• _Exercise goal_
In the passage about the Sumner property, which company carried out the 2009 cleanup under the Voluntary Cleanup Program?

• _Passage shown_

____

This property has a documented history as a industrial and manufacturing facility going back to 1980. Historical insurance policies issued during those prior operations and through 1986 could recover the cleanup costs already paid.
The northern warehouse at this Sumner property was occupied by Exide Technologies — one of the world's largest lead-acid battery manufacturers — from approximately 1980 through 2012. During that period, Exide transported batteries to the site, filled them with sulfuric acid, charged them for use, stored hazardous materials, and conducted on-site wastewater recycling and treatment, resulting in lead and chromium contamination. In 2009, Philips Services Corporation performed cleanup under the Voluntary Cleanup Program, including site restoration, equipment and hazardous materials removal, replacement of the concrete floor slab, removal of floor drains, and cleaning of surficial dust. The site has since received a No Further Action determination. That history could support an insurance cost recovery claim against carriers who issued insurance policies 40+ years ago.
Why Historical Insurance Policies May Be Accessible
Pre-1986 Commercial General Liability (CGL) policies were occurrence-based and did not contain an effective pollution exclusion in Washington. If contamination occurred while those policies were active, those historical insurance carriers may still have a legal obligation to fund the cleanup costs, even if the business closed or the property changed hands.

____

• _Supplied data_
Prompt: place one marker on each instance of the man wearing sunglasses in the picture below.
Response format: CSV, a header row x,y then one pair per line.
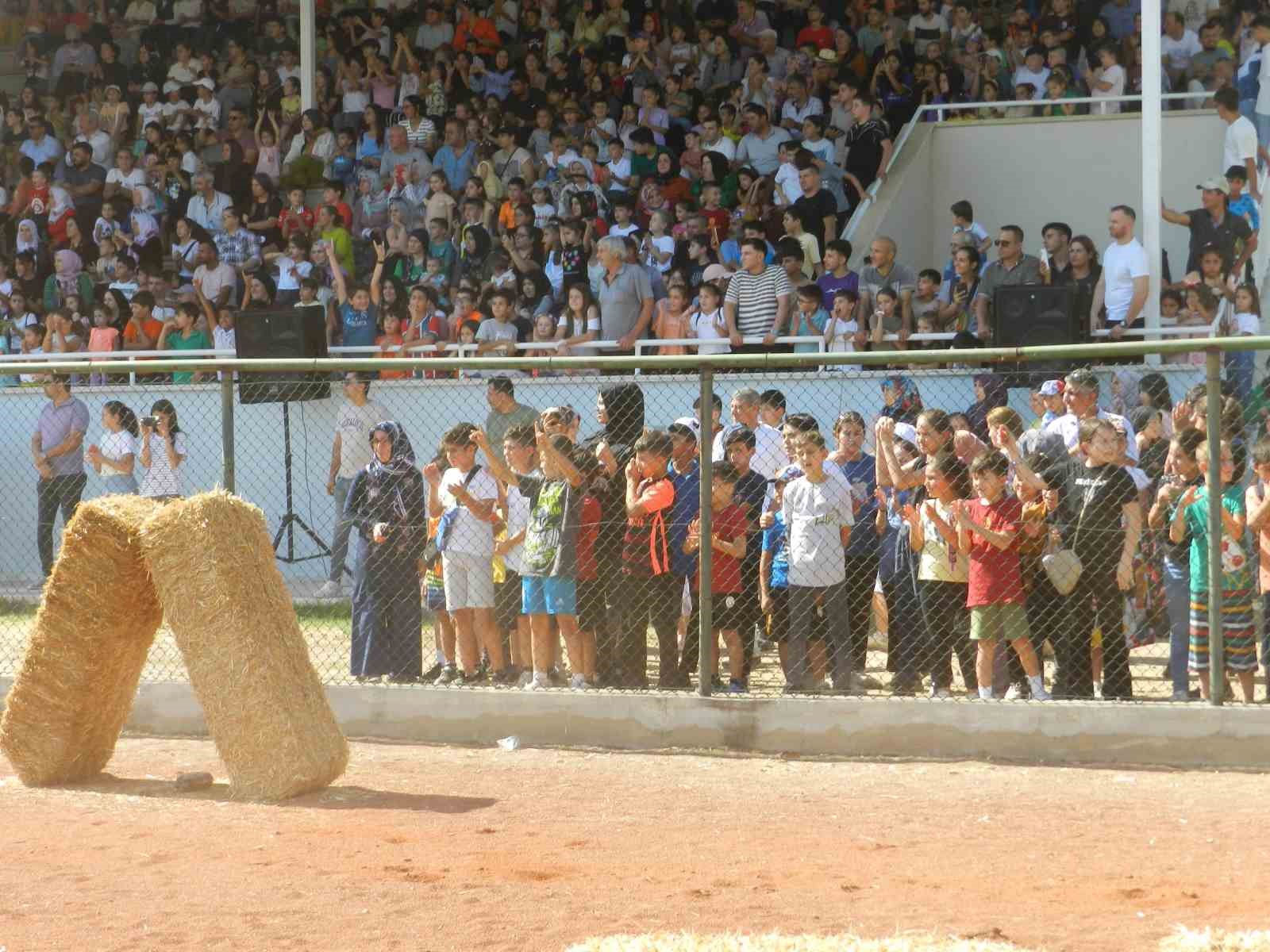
x,y
1013,267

____

• _Worked answer_
Philips Services Corporation